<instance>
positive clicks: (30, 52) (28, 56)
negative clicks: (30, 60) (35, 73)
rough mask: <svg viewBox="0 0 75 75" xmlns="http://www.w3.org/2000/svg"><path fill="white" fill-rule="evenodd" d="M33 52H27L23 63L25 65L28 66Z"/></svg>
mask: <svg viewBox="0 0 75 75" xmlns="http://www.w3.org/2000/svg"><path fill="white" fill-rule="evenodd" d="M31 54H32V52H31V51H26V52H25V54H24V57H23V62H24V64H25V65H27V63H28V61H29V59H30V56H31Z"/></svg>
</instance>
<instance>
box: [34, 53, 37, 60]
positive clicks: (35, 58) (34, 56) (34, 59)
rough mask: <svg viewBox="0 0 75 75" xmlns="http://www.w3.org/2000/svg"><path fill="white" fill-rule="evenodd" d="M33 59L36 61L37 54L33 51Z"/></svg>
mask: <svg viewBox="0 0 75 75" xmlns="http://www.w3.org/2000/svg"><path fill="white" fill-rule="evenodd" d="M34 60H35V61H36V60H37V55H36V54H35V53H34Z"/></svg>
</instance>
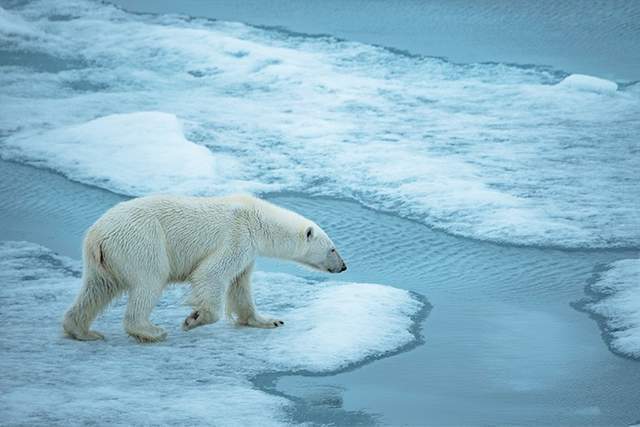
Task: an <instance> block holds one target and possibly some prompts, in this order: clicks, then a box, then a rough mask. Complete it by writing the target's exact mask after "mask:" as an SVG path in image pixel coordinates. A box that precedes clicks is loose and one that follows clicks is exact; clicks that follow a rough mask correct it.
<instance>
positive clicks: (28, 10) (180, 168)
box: [0, 0, 640, 247]
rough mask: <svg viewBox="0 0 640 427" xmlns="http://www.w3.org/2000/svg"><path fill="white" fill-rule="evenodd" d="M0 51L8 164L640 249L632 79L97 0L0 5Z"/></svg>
mask: <svg viewBox="0 0 640 427" xmlns="http://www.w3.org/2000/svg"><path fill="white" fill-rule="evenodd" d="M0 43H1V46H2V50H3V51H2V53H1V54H0V61H1V63H2V73H0V97H1V99H2V102H0V135H1V138H2V139H1V141H0V155H1V156H2V157H3V158H5V159H12V160H16V161H21V162H27V163H31V164H35V165H38V166H42V167H47V168H51V169H55V170H57V171H60V172H61V173H63V174H66V175H67V176H69V177H71V178H73V179H77V180H79V181H83V182H86V183H90V184H93V185H98V186H102V187H105V188H108V189H111V190H114V191H117V192H120V193H125V194H130V195H141V194H147V193H151V192H158V191H162V192H164V191H167V189H170V188H171V187H172V184H173V186H174V191H178V192H182V193H192V194H219V193H222V192H231V191H238V190H242V191H252V192H269V191H280V190H289V191H301V192H306V193H312V194H321V195H333V196H340V197H347V198H352V199H355V200H358V201H360V202H361V203H363V204H365V205H367V206H371V207H374V208H377V209H381V210H386V211H391V212H394V213H396V214H399V215H403V216H405V217H409V218H414V219H418V220H421V221H423V222H425V223H426V224H429V225H431V226H434V227H437V228H440V229H443V230H446V231H449V232H451V233H455V234H458V235H463V236H470V237H474V238H479V239H487V240H492V241H500V242H509V243H518V244H531V245H555V246H565V247H637V246H638V245H639V244H640V213H639V211H638V209H637V200H638V199H639V197H640V186H639V185H638V174H637V171H638V170H640V156H639V155H638V152H639V151H638V150H639V148H638V141H637V136H638V135H639V134H640V90H638V87H637V86H638V85H637V84H635V85H630V86H629V85H626V86H625V85H622V86H621V87H620V88H618V86H617V85H616V83H614V82H608V81H606V80H602V79H598V78H594V77H589V76H578V75H572V76H566V75H564V74H562V73H558V72H553V71H550V70H547V69H544V68H536V67H515V66H508V65H503V64H471V65H460V64H452V63H448V62H446V61H443V60H440V59H435V58H428V57H418V56H409V55H405V54H401V53H396V52H391V51H389V50H385V49H383V48H378V47H374V46H369V45H364V44H359V43H352V42H347V41H342V40H337V39H335V38H332V37H310V36H302V35H295V34H290V33H287V32H282V31H275V30H266V29H259V28H254V27H251V26H247V25H243V24H238V23H227V22H216V21H209V20H199V19H191V18H186V17H180V16H173V15H172V16H151V15H138V14H136V15H134V14H128V13H126V12H124V11H122V10H119V9H117V8H115V7H114V6H110V5H105V4H101V3H94V2H90V1H84V0H65V1H58V2H48V1H42V2H37V1H36V2H32V3H28V4H26V5H22V6H18V7H16V8H12V9H10V10H9V9H8V10H2V12H1V14H0ZM140 112H147V113H140ZM150 112H160V114H152V113H150ZM127 114H131V115H130V116H128V117H127V116H126V115H127ZM140 114H143V115H140ZM114 115H117V116H114ZM116 117H117V119H116ZM164 129H171V130H170V131H169V134H170V137H168V138H166V139H163V134H164V133H163V132H162V131H161V130H164ZM178 129H180V132H182V130H183V132H184V133H183V134H182V135H180V134H179V132H178ZM125 133H126V134H129V135H130V136H131V137H130V138H121V137H122V136H123V134H125ZM200 146H204V147H206V148H208V150H209V152H210V154H206V153H204V152H203V150H202V149H200ZM154 148H155V149H154ZM112 152H113V153H116V154H115V155H114V156H113V158H111V156H110V160H111V162H110V164H109V166H108V167H107V166H104V165H100V163H99V161H97V159H99V158H100V157H101V156H103V155H105V154H106V153H112ZM178 153H179V154H178ZM174 154H176V160H175V161H174V162H173V163H172V162H171V158H172V157H174ZM190 163H194V164H196V165H197V167H196V168H195V169H194V170H190V169H191V168H190V167H188V166H187V165H189V164H190ZM145 175H148V176H151V177H152V178H153V179H148V180H147V182H145V183H144V184H142V183H141V181H140V179H139V178H140V176H145Z"/></svg>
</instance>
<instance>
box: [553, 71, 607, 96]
mask: <svg viewBox="0 0 640 427" xmlns="http://www.w3.org/2000/svg"><path fill="white" fill-rule="evenodd" d="M558 86H561V87H569V88H572V89H577V90H584V91H587V92H596V93H613V92H615V91H617V90H618V85H617V84H616V83H615V82H612V81H610V80H605V79H600V78H598V77H593V76H585V75H583V74H571V75H570V76H568V77H566V78H565V79H564V80H562V81H561V82H560V83H558Z"/></svg>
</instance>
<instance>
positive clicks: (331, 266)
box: [327, 249, 347, 273]
mask: <svg viewBox="0 0 640 427" xmlns="http://www.w3.org/2000/svg"><path fill="white" fill-rule="evenodd" d="M328 264H329V265H330V266H329V267H328V268H327V270H328V271H329V273H342V272H343V271H345V270H346V269H347V264H345V263H344V260H343V259H342V257H341V256H340V255H339V254H338V252H337V251H336V250H335V249H332V250H331V252H330V256H329V263H328Z"/></svg>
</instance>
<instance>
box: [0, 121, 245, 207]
mask: <svg viewBox="0 0 640 427" xmlns="http://www.w3.org/2000/svg"><path fill="white" fill-rule="evenodd" d="M4 146H5V151H4V154H3V156H2V157H3V158H5V159H12V160H20V161H25V162H27V163H35V164H37V165H39V166H44V167H47V168H50V169H54V170H57V171H60V172H63V173H64V174H65V175H67V176H69V177H70V178H72V179H75V180H78V181H81V182H85V183H89V184H96V185H98V186H101V187H105V188H108V189H112V190H115V191H120V192H125V193H127V194H131V195H141V194H148V193H153V192H189V191H190V190H192V189H193V188H203V189H204V188H207V187H208V186H211V185H215V183H216V182H220V181H223V180H224V181H226V180H228V177H223V176H221V174H222V172H221V171H222V170H225V169H226V168H228V166H229V164H233V163H234V162H233V161H232V160H231V159H226V158H225V163H226V165H225V168H223V167H221V166H220V165H218V164H217V163H216V159H215V158H214V156H213V155H212V153H211V152H210V151H209V150H208V149H207V148H205V147H203V146H200V145H197V144H194V143H192V142H190V141H188V140H187V139H186V138H185V137H184V134H183V131H182V125H181V123H180V122H179V121H178V119H177V117H176V116H175V115H173V114H168V113H162V112H136V113H129V114H113V115H109V116H105V117H100V118H97V119H95V120H91V121H89V122H86V123H83V124H80V125H75V126H66V127H62V128H59V129H54V130H50V131H44V132H41V133H37V134H34V135H28V136H27V135H25V136H17V137H15V138H9V139H8V140H7V141H6V142H5V145H4ZM226 170H228V169H226Z"/></svg>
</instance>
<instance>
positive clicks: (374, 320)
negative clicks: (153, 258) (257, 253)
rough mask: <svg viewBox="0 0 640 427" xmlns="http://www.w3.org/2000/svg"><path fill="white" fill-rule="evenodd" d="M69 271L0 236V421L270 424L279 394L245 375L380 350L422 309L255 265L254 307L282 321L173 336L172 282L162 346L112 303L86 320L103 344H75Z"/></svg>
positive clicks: (71, 286) (296, 368)
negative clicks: (258, 326)
mask: <svg viewBox="0 0 640 427" xmlns="http://www.w3.org/2000/svg"><path fill="white" fill-rule="evenodd" d="M78 277H79V264H78V263H77V262H75V261H72V260H70V259H68V258H64V257H60V256H57V255H55V254H54V253H52V252H51V251H49V250H48V249H46V248H44V247H42V246H38V245H35V244H31V243H26V242H3V243H0V280H1V281H2V287H0V300H1V301H2V307H3V308H2V311H1V312H0V321H1V322H2V324H3V325H4V326H3V329H2V334H1V335H0V348H1V349H2V358H1V359H0V383H1V384H2V395H1V396H0V405H2V408H3V410H2V422H3V423H11V424H30V425H34V424H41V425H51V424H64V425H68V424H86V423H91V422H96V421H97V420H99V421H100V423H105V424H117V425H132V424H166V423H173V424H181V425H186V424H189V425H193V424H207V425H208V424H216V423H218V424H224V425H247V424H251V425H267V424H268V423H270V422H271V423H273V424H279V423H282V422H285V421H286V420H285V418H284V412H283V411H284V409H285V408H286V407H287V406H288V405H290V404H291V402H289V401H288V400H287V399H285V398H282V397H278V396H273V395H270V394H267V393H265V392H263V391H260V390H257V389H255V388H254V387H253V386H252V384H251V382H250V378H251V377H253V376H255V375H257V374H259V373H261V372H264V371H280V370H282V371H288V370H308V371H312V372H327V371H332V370H336V369H339V368H343V367H346V366H349V365H350V364H353V363H357V362H361V361H363V360H364V359H366V358H369V357H376V356H381V355H383V354H385V353H386V352H389V351H392V350H394V349H397V348H398V347H401V346H403V345H405V344H407V343H410V342H412V341H413V340H414V339H415V337H414V336H413V335H412V334H411V333H410V332H409V329H410V328H411V327H412V325H413V320H412V316H413V315H415V314H416V313H417V312H418V311H419V310H420V308H421V305H422V303H421V302H418V301H417V300H416V299H414V297H412V296H411V294H410V293H409V292H407V291H404V290H399V289H395V288H391V287H387V286H381V285H373V284H358V283H342V284H341V283H337V282H323V283H317V282H314V283H312V282H310V281H309V280H305V279H302V278H299V277H296V276H292V275H288V274H281V273H280V274H278V273H257V274H256V276H255V279H254V282H255V283H256V292H257V303H258V305H259V306H260V307H262V308H263V309H264V310H265V311H266V312H273V313H274V314H275V313H278V315H280V316H281V318H283V319H284V320H285V322H286V325H285V326H284V327H283V328H280V329H274V330H264V329H252V328H238V327H234V326H232V325H231V324H229V323H226V322H219V323H217V324H215V325H212V326H210V327H203V328H200V329H197V330H194V331H192V332H190V333H183V332H181V331H180V329H179V325H180V321H181V320H182V319H183V318H184V316H185V315H186V314H188V313H187V312H188V310H187V308H186V307H182V306H180V301H181V299H182V297H183V288H179V287H174V288H171V289H170V290H169V291H168V292H166V293H165V297H164V298H163V299H162V301H161V302H160V304H159V306H158V307H157V308H156V310H155V312H154V318H155V322H156V323H158V324H159V325H161V326H163V327H165V328H167V330H168V331H169V338H168V341H167V342H164V343H161V344H158V345H139V344H136V343H134V341H132V340H131V339H129V338H128V337H126V335H125V334H124V332H123V331H122V327H121V319H122V312H123V302H122V301H120V302H118V303H116V305H115V307H113V308H111V309H110V310H108V311H107V312H106V313H105V314H104V315H103V316H102V317H101V318H99V319H98V321H97V322H96V325H95V328H96V329H97V330H100V331H102V332H104V333H105V334H106V336H107V340H106V341H101V342H92V343H82V342H77V341H73V340H70V339H67V338H64V337H63V336H62V333H61V330H60V318H61V316H62V313H63V312H64V310H65V309H66V307H67V305H68V304H70V302H71V301H72V299H73V297H74V294H75V293H76V291H77V289H78V287H79V285H80V279H79V278H78ZM265 423H266V424H265Z"/></svg>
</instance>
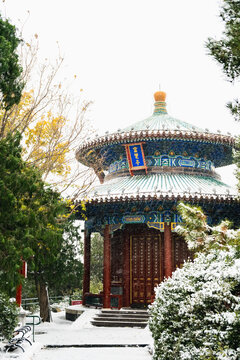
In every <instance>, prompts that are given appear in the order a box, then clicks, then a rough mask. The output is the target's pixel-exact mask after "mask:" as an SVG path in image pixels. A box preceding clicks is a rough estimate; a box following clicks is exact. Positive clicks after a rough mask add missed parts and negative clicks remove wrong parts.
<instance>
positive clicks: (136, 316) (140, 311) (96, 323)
mask: <svg viewBox="0 0 240 360" xmlns="http://www.w3.org/2000/svg"><path fill="white" fill-rule="evenodd" d="M148 318H149V315H148V313H147V311H146V310H131V309H125V310H105V309H102V310H101V311H100V312H99V313H98V314H96V315H95V317H94V318H93V320H92V321H91V323H92V325H94V326H116V327H120V326H122V327H124V326H125V327H141V328H144V327H146V326H147V323H148Z"/></svg>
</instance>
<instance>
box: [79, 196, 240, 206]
mask: <svg viewBox="0 0 240 360" xmlns="http://www.w3.org/2000/svg"><path fill="white" fill-rule="evenodd" d="M129 201H131V202H134V201H139V202H142V201H173V202H179V201H184V202H190V203H202V202H204V203H206V202H207V203H211V202H217V203H228V204H231V203H240V202H239V199H238V198H237V197H236V196H231V195H221V196H220V195H213V194H209V195H206V194H205V195H201V194H196V195H191V194H171V193H168V194H161V195H159V196H157V194H155V195H152V194H151V195H137V196H133V195H131V196H130V197H129V196H127V195H126V196H120V197H111V196H108V197H99V198H95V199H91V200H87V201H86V202H87V203H89V204H92V205H95V204H107V203H124V202H129Z"/></svg>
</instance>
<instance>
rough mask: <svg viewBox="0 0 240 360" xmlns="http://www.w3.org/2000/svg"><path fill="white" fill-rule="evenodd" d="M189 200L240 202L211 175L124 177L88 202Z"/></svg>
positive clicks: (113, 201) (155, 175) (234, 190)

◆ ◆ ◆

*Task goal*.
In the listing above, locate the line containing "positive clicks: (374, 320)" and the line containing "positive clicks: (71, 286) (296, 368)". Transcribe those two lines and everything between them, exactly as written.

*Answer to this problem*.
positive clicks: (374, 320)
negative clicks: (153, 258) (257, 253)
rough mask: <svg viewBox="0 0 640 427" xmlns="http://www.w3.org/2000/svg"><path fill="white" fill-rule="evenodd" d="M69 271L0 236V421L270 424L279 394L245 375L380 350L422 309L255 265L254 307L282 321L173 336L172 282L162 346L112 303L86 320L103 344H75Z"/></svg>
positive clicks: (71, 286) (296, 368)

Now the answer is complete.